Winfield Scott Moore III (December 27, 1931 – June 28, 2016) was an American guitarist who formed The Blue Moon Boys in 1954, Elvis Presley's backing band. He was studio and touring guitarist for Presley between 1954 and 1968.

Rock critic Dave Marsh credits Moore with inventing power chords, on the 1957 Elvis hit "Jailhouse Rock", the intro of which Moore and drummer D.J. Fontana, according to the latter, "copped from a '40s swing version of 'The Anvil Chorus"." Moore was ranked 29th in Rolling Stone magazine's list of 100 Greatest Guitarists of All Time in 2011. He was inducted into the Rock and Roll Hall of Fame in 2000, the Musicians Hall of Fame and Museum in 2007, and the Memphis Music Hall of Fame in 2015. Rolling Stones' lead guitarist Keith Richards said of Moore:When I heard "Heartbreak Hotel", I knew what I wanted to do in life. It was as plain as day. All I wanted to do in the world was to be able to play and sound like the way Scotty Moore did. Everyone wanted to be Elvis, I wanted to be Scotty.

Biography

Winfield Scott Moore III was born near Gadsden, Tennessee, to Mattie (née Hefley) as the youngest of four boys by 14 years. He learned to play the guitar from family and friends at age eight. Although underage when he enlisted, Moore served in the United States Navy in China and Korea from 1948 through January 1952.

Moore's early background was in jazz and country music. A fan of the guitarist Chet Atkins, Moore led a group called the Starlite Wranglers before Sam Phillips at Sun Records put him together with then-teenage Elvis Presley. The trio was completed with double bass player Bill Black, who brought a "rhythmic propulsion" that much pleased Phillips. In 1954, Moore and Black accompanied Elvis on what would become the first Presley hit, the Sun Studios session cut of "That's All Right", a recording regarded as a seminal event in rock and roll history.
---------------
▸ Apply what you read:
1. According to the piece on guitarist Winfield Scott Moore III, in what year was he inducted into the Rock and Roll Hall of Fame?
2. Carry on the piece about guitarist Winfield Scott Moore III from where it stops.

▸ Source data:
---------------
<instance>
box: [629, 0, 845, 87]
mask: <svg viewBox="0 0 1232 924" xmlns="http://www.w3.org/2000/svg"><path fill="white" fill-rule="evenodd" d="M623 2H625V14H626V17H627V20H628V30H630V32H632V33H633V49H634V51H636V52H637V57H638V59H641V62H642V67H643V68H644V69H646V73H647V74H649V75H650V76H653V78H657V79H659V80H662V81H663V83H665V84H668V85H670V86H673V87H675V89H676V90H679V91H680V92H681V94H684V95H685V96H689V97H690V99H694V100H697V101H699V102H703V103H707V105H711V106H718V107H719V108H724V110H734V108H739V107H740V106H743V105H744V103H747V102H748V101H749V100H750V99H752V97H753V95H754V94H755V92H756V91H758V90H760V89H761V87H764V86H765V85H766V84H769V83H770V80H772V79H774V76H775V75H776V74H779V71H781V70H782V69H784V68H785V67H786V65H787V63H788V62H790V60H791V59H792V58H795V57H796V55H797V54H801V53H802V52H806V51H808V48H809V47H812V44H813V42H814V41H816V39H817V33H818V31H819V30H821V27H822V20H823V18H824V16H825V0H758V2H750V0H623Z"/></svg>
---------------
▸ Responses to the exercise:
1. 2000

2.
This session, held on the evening of July 5, 1954, proved entirely unfruitful until late in the night. As they were about to give up and go home, Presley took his guitar and launched into a 1946 blues number, Arthur Crudup's "That's All Right". Moore recalled,All of a sudden, Elvis just started singing this song, jumping around and acting the fool and then Bill picked up his bass and he started acting the fool too, and I started playing with them. Sam, I think, had the door to the control booth open...he stuck his head out and said, "What are you doing?" And we said, "We don't know." "Well, back up," he said, "try to find a place to start and do it again." Phillips quickly began taping as this was the sound he had been looking for.During the next few days, the trio recorded a bluegrass number, Bill Monroe's "Blue Moon of Kentucky", again in a distinctive style and employing a jury-rigged echo effect that Sam Phillips dubbed to be "slapback". A single was pressed with "That's All Right" on the A side and "Blue Moon of Kentucky" as the B-side.

Phillips' rhythm-centered vision led him to steer Moore away from Chet Atkins style, the one which had been adopted by Merle Travis' finger-picking style, now dubbed as "travis picking", which he deemed fine for pop or country but not for the simple, gutsy sound Phillips was aiming at. Simplify was the keyword.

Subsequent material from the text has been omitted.